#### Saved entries
⁂

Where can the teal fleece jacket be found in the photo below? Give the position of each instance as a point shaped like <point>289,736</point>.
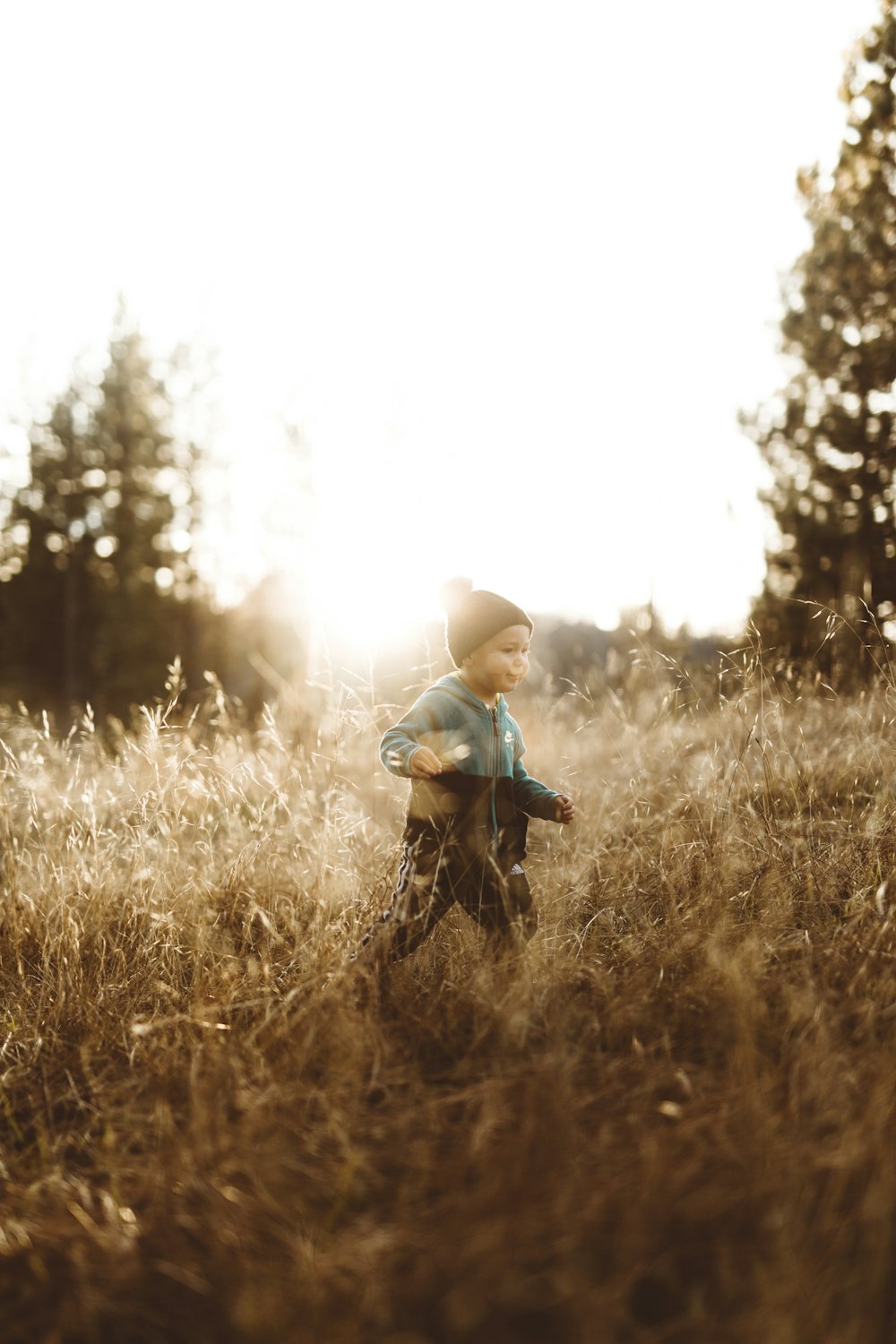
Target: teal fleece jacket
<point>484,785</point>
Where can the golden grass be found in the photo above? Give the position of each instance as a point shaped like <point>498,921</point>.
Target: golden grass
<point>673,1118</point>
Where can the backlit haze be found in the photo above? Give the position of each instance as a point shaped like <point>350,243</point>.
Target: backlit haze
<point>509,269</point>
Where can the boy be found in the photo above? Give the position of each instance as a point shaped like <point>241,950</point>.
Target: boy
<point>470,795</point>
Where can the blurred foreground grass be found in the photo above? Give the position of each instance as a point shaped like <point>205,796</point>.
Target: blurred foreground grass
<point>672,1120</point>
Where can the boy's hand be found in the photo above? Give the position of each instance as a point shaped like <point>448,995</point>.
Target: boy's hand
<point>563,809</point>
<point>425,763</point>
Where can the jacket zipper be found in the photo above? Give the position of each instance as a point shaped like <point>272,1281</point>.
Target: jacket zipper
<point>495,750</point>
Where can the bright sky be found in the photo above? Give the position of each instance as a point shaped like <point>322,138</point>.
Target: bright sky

⁂

Whenever the string "above" shows up in a line of the records, that line counts; state how many lines count, and only that.

7